[DATA FOR THE TASK]
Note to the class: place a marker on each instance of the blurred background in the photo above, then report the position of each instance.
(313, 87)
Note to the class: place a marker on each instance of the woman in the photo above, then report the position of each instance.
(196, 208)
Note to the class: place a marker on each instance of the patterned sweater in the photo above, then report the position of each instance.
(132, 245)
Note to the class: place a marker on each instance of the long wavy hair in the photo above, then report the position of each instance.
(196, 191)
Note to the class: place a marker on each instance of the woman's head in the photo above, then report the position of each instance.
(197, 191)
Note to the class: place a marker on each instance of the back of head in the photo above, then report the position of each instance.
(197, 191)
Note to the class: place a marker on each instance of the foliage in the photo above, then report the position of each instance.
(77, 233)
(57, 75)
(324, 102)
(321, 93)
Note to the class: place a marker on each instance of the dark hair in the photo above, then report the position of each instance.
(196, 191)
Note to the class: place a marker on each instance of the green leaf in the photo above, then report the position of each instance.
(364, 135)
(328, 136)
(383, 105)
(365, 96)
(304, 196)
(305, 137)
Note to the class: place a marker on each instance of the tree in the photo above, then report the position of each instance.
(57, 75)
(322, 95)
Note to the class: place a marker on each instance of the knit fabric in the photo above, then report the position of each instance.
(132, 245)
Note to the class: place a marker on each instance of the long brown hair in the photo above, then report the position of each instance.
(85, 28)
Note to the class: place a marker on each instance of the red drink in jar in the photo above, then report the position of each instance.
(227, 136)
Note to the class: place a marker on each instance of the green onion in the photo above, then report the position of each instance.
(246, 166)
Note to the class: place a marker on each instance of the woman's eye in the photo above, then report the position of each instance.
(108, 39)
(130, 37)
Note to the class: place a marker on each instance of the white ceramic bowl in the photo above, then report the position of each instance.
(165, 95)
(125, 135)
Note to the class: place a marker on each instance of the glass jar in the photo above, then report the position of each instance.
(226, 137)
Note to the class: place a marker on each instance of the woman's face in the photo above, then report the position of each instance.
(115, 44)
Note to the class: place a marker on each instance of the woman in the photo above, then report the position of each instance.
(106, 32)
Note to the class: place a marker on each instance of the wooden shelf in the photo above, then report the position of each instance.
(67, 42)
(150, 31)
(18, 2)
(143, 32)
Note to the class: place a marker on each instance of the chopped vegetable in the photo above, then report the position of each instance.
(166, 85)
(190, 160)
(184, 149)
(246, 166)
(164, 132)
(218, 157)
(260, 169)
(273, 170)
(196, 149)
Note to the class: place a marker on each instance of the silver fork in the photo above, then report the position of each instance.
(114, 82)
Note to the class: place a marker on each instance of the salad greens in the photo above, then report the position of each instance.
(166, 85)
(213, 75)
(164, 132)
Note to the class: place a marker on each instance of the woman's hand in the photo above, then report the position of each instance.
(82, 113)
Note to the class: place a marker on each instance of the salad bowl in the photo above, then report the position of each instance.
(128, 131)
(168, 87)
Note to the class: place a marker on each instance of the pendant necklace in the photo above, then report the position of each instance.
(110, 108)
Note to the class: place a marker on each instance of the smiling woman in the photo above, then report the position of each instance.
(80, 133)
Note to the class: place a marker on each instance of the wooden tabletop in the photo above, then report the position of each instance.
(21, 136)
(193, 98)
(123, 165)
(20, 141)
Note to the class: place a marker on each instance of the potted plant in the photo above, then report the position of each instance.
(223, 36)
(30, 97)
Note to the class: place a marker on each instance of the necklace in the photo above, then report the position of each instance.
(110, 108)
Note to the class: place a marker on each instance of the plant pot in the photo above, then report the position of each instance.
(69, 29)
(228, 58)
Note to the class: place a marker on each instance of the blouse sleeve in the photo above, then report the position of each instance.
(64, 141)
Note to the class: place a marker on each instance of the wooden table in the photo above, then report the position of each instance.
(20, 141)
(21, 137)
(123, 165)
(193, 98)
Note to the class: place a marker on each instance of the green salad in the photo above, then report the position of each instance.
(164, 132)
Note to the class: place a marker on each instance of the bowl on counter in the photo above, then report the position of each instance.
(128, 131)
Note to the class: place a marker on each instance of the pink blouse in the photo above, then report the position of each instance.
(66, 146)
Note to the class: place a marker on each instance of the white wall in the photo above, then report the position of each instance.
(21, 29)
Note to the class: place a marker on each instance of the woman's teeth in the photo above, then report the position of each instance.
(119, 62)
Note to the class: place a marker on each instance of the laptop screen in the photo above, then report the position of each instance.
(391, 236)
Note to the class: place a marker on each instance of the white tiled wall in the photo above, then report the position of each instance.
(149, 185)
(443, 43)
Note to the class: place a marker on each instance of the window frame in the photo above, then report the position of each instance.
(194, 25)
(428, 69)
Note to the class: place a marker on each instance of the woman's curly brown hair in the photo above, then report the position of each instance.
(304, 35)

[WHAT YOU NEED TO DO]
Write the entire listing out again, word for word.

[FINAL RESULT]
Note to the class: place a marker on each instance of the blurred background in the photo above, then report the position of each instance.
(313, 87)
Note to the class: place a marker on each instance of the woman in the photo above, then report the position of each instance.
(196, 208)
Note to the class: place a marker on each instance of the patterned sweater in the photo above, then report the position of each instance.
(132, 245)
Note to the class: place a marker on each instance of the long wavy hair in the photo above, then report the position of each instance.
(196, 191)
Note to the class: place a marker on each instance of the woman's head in the photo above, then report the position of each instance.
(197, 191)
Note to the class: place a marker on each instance of the back of head in the photo above, then report the position of each instance.
(197, 191)
Note to the class: place a marker on each instance of the foliage in the photo above, then report the position of each instance.
(77, 233)
(57, 75)
(324, 102)
(321, 93)
Note to the class: place a marker on each instance of the dark hair in the photo above, then report the position of each instance.
(196, 191)
Note to the class: place a marker on each instance of the green leaf in the photo above, then report the position of each instance.
(364, 135)
(328, 136)
(383, 105)
(365, 96)
(304, 196)
(305, 137)
Note to the class: place a marker on each instance of the tree in the photo above, then report the position of each instance.
(57, 75)
(322, 95)
Note to the class: place a marker on each instance of the knit fabric in the photo above, then report the position of each instance.
(132, 245)
Note to the class: place a marker on each instance of the long brown hair in the photo above, then report the position of each instance.
(85, 28)
Note to the class: place a marker on each instance of the red drink in jar in the photo above, then report the position of each instance.
(227, 136)
Note to the class: place a marker on each instance of the green onion in the photo above, then report the position of each instance.
(246, 166)
Note to the class: place a marker on each instance of the woman's eye in the photo above, then report the position of each instance.
(108, 39)
(130, 37)
Note to the class: place a marker on each instance of the white ceramic bowl in the photo above, then report the position of each instance.
(165, 95)
(125, 135)
Note to the class: place a marker on each instance of the glass jar in the photo above, then report the position of each instance.
(226, 137)
Note to the class: place a marker on each instance of the woman's face in the photo above, then report the position of each instance.
(115, 44)
Note to the class: place a marker on each instance of the woman in the photo above, then report the position of each instance.
(106, 32)
Note to the class: place a marker on each instance of the wooden shelf in the photo above, then report the position of each instance.
(67, 42)
(150, 31)
(18, 2)
(143, 32)
Note to the class: place a marker on each instance of the chopped vegetable in the photo above, then report the position of each instance.
(166, 85)
(190, 160)
(184, 149)
(246, 166)
(164, 132)
(218, 157)
(260, 169)
(273, 170)
(196, 149)
Note to the class: place a marker on each instance of the silver fork in the photo above, then report the position of each instance.
(114, 82)
Note to the class: place a marker on each instance of the salad greens in the photo above, then report the position of each instance.
(166, 85)
(213, 75)
(164, 132)
Note to the class: place a marker on each instance of the woman's hand in the photo above, then report the position of each instance.
(82, 113)
Note to the class: place a marker on each instance of the salad bowl in the photo above, then report the position of each instance.
(128, 131)
(168, 87)
Note to the class: place a marker on each instance of the pendant necklace in the photo above, then report the position of each instance.
(110, 108)
Note to the class: place a marker on each instance of the smiling woman in the photo above, then report the position of each instance.
(80, 133)
Note to the class: place a marker on each instance of the wooden tabletop in the photo above, then report the position of each instance.
(21, 136)
(193, 98)
(123, 165)
(20, 141)
Note to the class: place a marker on each instance of the potted plant in the photo above, then report the position of each instance.
(223, 36)
(30, 97)
Note to the class: place a marker on each instance of the necklace in the photo above, then report the position of each instance.
(110, 108)
Note to the class: place a marker on each instance of the plant pot in the photo above, then report the position of each instance.
(69, 29)
(228, 58)
Note to the class: place a marker on each instance of the blouse sleeve in the photo above, then report the position of each instance.
(64, 141)
Note to the class: place a marker on each instance of the wooden table in the photo above, then report the position of each instance.
(20, 141)
(21, 137)
(123, 165)
(193, 98)
Note to the class: place a marker on each instance of the green salad in the photo above, then report the position of each instance.
(164, 132)
Note to the class: place a marker on each instance of the bowl on counter in the photo above, then report the position of each instance.
(128, 131)
Note to the class: place a marker on each instance of the pink blouse in the photo above, then report the position of each instance.
(66, 146)
Note to the class: place a marker on each instance of the white wall in the photo above, then report the position of each instance.
(21, 29)
Note to the class: place a marker on each instance of the woman's teeth in the photo above, then report the position of each instance.
(119, 62)
Note to the class: place a marker on each instance of the laptop screen in the photo above, then report the position of each instance.
(391, 236)
Note to the class: place a marker on each instance of the white tiled wall in the photo above, then report the position of each instance.
(149, 185)
(443, 43)
Note to the class: place a marker on each instance of the window frame in the photo above, then report the position of each instance.
(194, 25)
(428, 69)
Note to the class: place a marker on each instance of the woman's curly brown hair in the photo above, then report the position of each instance.
(304, 35)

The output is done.